■ Your instructions ■
The entries below contain a stretch that opens with the line containing "Note: pick out the tent rainfly" and closes with the line containing "Note: pick out the pine"; set down that stretch exactly, both ends included, and nothing else.

■ Data ■
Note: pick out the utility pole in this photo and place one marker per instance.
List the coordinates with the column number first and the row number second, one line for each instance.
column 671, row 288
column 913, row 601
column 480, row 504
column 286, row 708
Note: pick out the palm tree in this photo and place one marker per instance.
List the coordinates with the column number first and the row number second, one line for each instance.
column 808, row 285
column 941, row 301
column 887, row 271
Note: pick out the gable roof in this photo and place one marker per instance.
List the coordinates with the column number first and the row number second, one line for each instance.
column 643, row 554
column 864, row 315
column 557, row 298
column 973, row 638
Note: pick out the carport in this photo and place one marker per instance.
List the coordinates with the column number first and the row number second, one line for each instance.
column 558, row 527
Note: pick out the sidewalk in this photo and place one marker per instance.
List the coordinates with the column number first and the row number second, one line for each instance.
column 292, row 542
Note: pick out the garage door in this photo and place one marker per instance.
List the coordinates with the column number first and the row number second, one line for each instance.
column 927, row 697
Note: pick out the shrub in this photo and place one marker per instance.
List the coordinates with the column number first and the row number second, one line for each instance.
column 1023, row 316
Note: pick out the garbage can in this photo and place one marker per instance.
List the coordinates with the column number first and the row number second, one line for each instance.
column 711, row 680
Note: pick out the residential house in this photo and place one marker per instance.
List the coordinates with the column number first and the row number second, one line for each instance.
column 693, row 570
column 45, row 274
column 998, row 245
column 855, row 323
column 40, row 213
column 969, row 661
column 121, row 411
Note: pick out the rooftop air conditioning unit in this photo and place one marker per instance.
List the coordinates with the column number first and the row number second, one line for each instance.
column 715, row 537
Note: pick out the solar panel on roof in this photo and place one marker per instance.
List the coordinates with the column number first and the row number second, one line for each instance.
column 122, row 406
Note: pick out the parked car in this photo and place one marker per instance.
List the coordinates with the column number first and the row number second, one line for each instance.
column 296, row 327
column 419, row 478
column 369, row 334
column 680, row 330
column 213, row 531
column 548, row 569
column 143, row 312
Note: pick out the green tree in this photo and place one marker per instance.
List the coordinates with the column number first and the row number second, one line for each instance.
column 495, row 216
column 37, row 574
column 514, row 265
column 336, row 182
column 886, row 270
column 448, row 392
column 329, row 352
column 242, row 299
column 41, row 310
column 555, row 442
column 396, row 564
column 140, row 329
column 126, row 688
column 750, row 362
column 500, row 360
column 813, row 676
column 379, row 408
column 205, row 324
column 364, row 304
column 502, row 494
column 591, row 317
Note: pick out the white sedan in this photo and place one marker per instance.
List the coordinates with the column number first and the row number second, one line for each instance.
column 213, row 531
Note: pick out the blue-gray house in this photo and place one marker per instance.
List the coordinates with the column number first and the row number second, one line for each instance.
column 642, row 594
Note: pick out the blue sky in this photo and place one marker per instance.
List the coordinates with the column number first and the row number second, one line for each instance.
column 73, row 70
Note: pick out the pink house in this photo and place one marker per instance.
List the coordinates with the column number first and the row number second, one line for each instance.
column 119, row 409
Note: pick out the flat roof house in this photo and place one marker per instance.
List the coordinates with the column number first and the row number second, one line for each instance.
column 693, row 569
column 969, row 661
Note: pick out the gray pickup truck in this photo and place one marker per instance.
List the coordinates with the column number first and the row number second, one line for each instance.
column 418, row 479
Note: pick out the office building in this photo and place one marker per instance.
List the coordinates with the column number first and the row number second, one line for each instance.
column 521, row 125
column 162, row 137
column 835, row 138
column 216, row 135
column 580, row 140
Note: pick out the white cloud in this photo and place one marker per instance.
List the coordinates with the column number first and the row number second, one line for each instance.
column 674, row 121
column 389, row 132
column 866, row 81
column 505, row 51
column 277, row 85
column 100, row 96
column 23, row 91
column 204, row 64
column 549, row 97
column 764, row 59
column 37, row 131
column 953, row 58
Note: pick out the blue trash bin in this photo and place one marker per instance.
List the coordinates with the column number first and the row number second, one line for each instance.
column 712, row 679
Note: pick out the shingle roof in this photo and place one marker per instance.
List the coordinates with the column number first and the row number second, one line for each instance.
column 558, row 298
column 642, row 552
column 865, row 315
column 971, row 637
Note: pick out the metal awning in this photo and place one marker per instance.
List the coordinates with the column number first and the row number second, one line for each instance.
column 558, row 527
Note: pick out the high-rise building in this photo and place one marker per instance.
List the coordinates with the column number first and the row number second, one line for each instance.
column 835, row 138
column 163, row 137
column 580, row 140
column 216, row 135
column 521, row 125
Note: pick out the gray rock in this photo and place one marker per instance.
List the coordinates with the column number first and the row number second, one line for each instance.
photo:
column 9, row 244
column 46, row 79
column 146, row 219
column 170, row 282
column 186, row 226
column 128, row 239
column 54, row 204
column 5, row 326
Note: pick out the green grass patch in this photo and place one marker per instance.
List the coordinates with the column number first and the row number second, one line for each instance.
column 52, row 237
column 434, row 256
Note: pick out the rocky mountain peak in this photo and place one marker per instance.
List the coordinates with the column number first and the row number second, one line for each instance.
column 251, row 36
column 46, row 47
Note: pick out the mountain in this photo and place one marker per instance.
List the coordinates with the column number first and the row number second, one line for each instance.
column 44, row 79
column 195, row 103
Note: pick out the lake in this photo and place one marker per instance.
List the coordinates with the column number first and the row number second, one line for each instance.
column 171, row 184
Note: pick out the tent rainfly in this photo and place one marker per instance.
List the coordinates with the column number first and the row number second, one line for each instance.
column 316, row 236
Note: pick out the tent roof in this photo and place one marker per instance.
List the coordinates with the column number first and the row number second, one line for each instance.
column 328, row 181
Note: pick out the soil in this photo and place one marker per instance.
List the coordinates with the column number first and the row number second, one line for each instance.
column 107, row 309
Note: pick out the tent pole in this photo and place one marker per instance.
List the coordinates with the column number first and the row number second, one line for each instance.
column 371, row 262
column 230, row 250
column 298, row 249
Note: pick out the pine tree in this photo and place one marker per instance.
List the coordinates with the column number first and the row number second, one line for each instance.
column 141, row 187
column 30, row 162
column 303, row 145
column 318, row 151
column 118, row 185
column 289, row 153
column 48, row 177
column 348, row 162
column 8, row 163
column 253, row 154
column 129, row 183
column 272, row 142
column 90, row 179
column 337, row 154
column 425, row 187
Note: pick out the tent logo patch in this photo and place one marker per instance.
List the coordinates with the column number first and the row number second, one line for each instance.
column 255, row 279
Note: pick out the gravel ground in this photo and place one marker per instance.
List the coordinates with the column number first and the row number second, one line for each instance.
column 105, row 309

■ Solution for this problem ■
Note: pick out the tent rainfly in this photo and place one marker per instance.
List the coordinates with the column number first and the row number second, one line for each instance.
column 316, row 236
Note: pick out the tent roof in this photo and place one marker per instance.
List the coordinates with the column number first and the row number second, one line for each instance.
column 328, row 181
Note: pick out the soil in this photo and place one marker per instance.
List the coordinates with the column number first and the row number second, one line for each instance.
column 107, row 309
Note: pick out the tent pole in this photo and place one marker per instance.
List the coordinates with the column number first and the row number second, one line for each instance.
column 371, row 262
column 230, row 250
column 298, row 249
Note: pick out the pine tree in this photo and place one marker per instance.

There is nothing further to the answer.